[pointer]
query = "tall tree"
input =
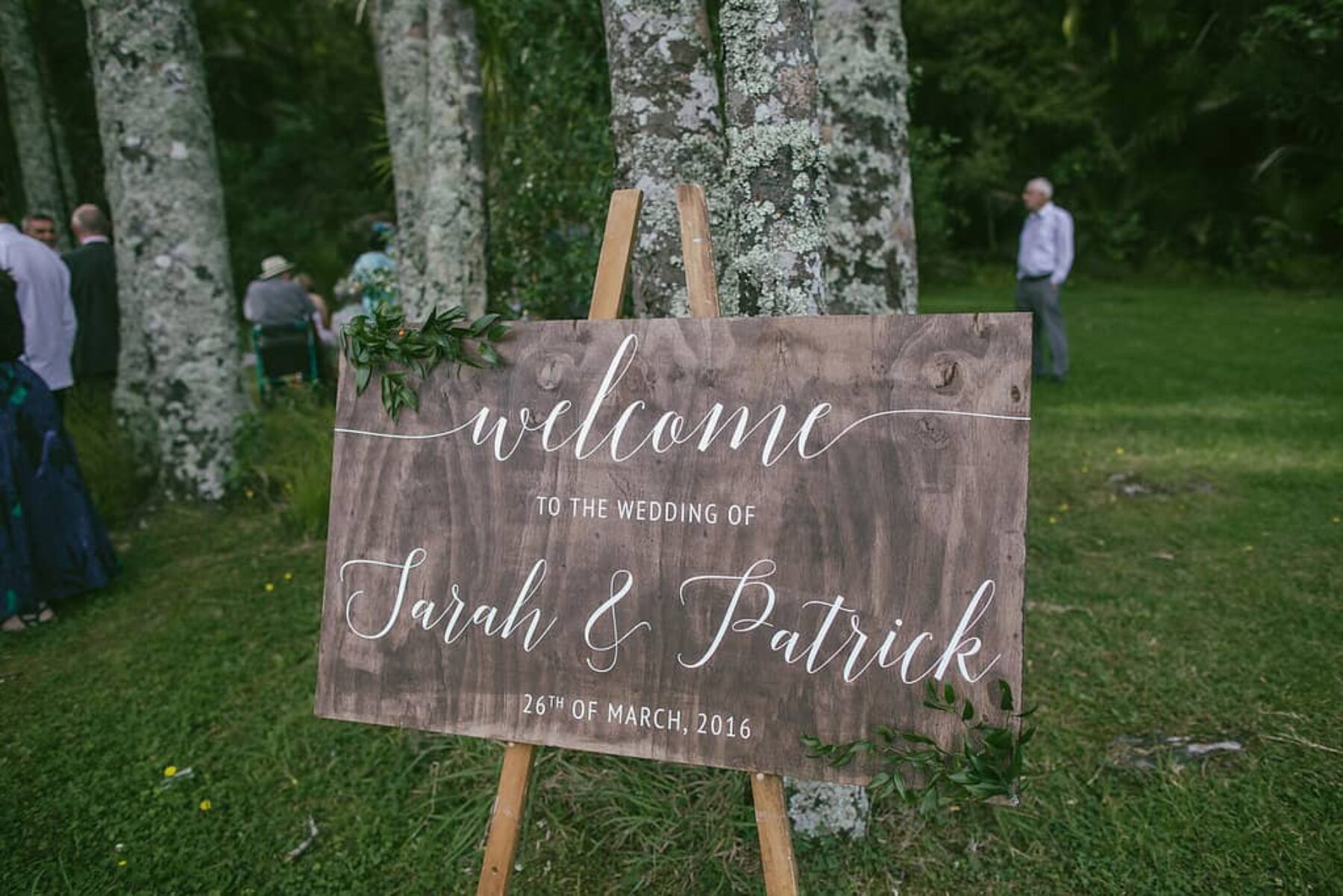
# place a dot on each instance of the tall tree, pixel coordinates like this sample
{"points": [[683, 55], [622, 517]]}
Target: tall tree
{"points": [[777, 179], [430, 70], [668, 129], [871, 260], [454, 201], [30, 114], [178, 387], [401, 34]]}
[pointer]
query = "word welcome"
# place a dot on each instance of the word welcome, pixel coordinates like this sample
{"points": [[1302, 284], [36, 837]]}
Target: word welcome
{"points": [[633, 431]]}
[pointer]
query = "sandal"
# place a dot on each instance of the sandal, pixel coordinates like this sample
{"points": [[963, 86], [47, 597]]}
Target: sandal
{"points": [[22, 621]]}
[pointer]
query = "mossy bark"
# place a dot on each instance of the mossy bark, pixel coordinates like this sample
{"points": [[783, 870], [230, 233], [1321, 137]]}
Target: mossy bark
{"points": [[178, 387], [429, 60], [454, 199], [30, 116], [668, 129], [871, 258], [401, 31], [777, 168]]}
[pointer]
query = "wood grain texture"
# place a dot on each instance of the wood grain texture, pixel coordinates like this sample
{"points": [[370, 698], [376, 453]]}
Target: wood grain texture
{"points": [[698, 250], [507, 820], [906, 516], [780, 868], [613, 266], [507, 817]]}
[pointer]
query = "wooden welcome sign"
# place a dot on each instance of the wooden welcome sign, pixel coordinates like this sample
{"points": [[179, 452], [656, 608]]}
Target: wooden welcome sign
{"points": [[691, 540]]}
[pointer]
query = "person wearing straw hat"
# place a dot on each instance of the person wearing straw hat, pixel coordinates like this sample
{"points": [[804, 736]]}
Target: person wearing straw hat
{"points": [[275, 297]]}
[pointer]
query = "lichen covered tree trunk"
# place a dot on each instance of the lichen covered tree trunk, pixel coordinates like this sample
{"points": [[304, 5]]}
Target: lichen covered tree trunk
{"points": [[668, 129], [401, 31], [429, 60], [178, 386], [871, 260], [60, 144], [30, 116], [775, 163], [454, 198]]}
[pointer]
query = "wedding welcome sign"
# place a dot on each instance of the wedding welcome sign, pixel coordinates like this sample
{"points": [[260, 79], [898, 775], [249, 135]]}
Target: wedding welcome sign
{"points": [[691, 540]]}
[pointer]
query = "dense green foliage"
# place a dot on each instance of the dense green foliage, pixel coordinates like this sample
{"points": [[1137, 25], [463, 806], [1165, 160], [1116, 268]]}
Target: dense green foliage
{"points": [[1186, 134], [1202, 604]]}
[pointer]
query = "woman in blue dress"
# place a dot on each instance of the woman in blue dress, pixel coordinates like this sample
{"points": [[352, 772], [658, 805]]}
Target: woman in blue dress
{"points": [[53, 545]]}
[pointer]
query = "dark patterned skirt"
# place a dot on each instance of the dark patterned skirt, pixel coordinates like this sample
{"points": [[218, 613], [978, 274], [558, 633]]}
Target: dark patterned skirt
{"points": [[53, 545]]}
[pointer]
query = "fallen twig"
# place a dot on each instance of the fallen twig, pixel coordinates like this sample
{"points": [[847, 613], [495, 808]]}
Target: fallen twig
{"points": [[308, 842]]}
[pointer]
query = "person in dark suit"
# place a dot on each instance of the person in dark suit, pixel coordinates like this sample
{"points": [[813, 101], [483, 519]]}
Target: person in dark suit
{"points": [[93, 288]]}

========================================================================

**Exercise objective**
Rewrite all of the records above with "place a dot on each instance of" replaced by "mark every occurrence of" and nothing else changed. Leave the pictures out.

**Answer to the task**
[pointer]
query = "tall tree"
input =
# mark every occurrence of the tall tree, pixel coordinates like this sample
{"points": [[683, 55], [622, 517]]}
Target: tall tree
{"points": [[777, 179], [430, 70], [668, 129], [871, 260], [454, 201], [30, 114], [178, 387], [401, 34]]}
[pointer]
query = "word welcome"
# mark every occurrence of the word welcome, pixel coordinates like this sample
{"points": [[1302, 284], [36, 837]]}
Target: word welcome
{"points": [[633, 431]]}
[pointer]
query = "sandal"
# mark every occurrence of the sandal, pixel coordinates like this sample
{"points": [[963, 86], [47, 597]]}
Target: sandal
{"points": [[22, 621]]}
[pointer]
query = "mossy bark"
# mark every occurrence of the mossy bark, pixel coordinates like this sample
{"points": [[783, 870], [230, 233], [1321, 137]]}
Target: mossy bark
{"points": [[178, 387], [429, 60], [454, 199], [30, 116], [668, 129], [871, 258], [401, 31], [777, 168]]}
[pointer]
query = "wood grain texture"
# mark every occurrence of the wood grain texture, pixel coordinates like this sample
{"points": [[370, 698], [376, 453]]}
Target: wood grain texture
{"points": [[698, 250], [507, 820], [906, 516], [780, 868], [613, 266], [507, 817]]}
[pointer]
query = "wooden welcome sign"
# mark every occurrence of the wooden welcome sign, pixel coordinates like this sample
{"points": [[179, 452], [656, 608]]}
Target: wooden welcome sign
{"points": [[691, 540]]}
[pointer]
query = "person wearing straw hat"
# mark every occurrence of the person wearing straw hat, pixel coordinates like this sample
{"points": [[804, 736]]}
Target: person wearing straw hat
{"points": [[275, 297]]}
[pointer]
query = "lichen covered tree trunk"
# mark every occurrence of the lichen covered tree trunk, pixel coordinates like this sample
{"points": [[304, 5]]}
Target: lichen covered tree trunk
{"points": [[668, 129], [401, 31], [429, 60], [178, 386], [871, 260], [60, 144], [30, 116], [775, 163], [454, 198]]}
[pointer]
query = "wedding welcome sign"
# mark every occurrence of the wedding welcome sign, pixel coordinates like this sample
{"points": [[260, 79], [898, 775], [249, 135]]}
Target: wedding welcome sign
{"points": [[691, 540]]}
[pointer]
query = "dense green foliage"
# mark every occurrence of the dense green foliage, pixel coordinates like this sample
{"points": [[1137, 25], [463, 806], [1165, 160], [1116, 268]]}
Target: dense green foliage
{"points": [[1186, 134], [1202, 604]]}
[pointer]
query = "woman in blue dress"
# mark every occurrence of the woman in blue dress, pixel coordinates like this sample
{"points": [[352, 772], [658, 805]]}
Target: woman in blue dress
{"points": [[53, 545]]}
[pointer]
query = "dark patterned skirt"
# mark every occurrence of the dark patterned skirt, pixel coordinates like this sample
{"points": [[218, 613], [978, 274], [558, 633]]}
Target: dark patterned skirt
{"points": [[53, 545]]}
[pointer]
query = "fallen twig"
# mark every occurrence of the fallen twig, pixel coordinates like this sample
{"points": [[847, 613], [495, 808]]}
Target: fallen twig
{"points": [[308, 842]]}
[pointer]
query = "person in dark suit"
# mark every occurrence of the person in dark suit, pixel coordinates like this sample
{"points": [[813, 101], [483, 519]]}
Target: person in dark suit
{"points": [[93, 288]]}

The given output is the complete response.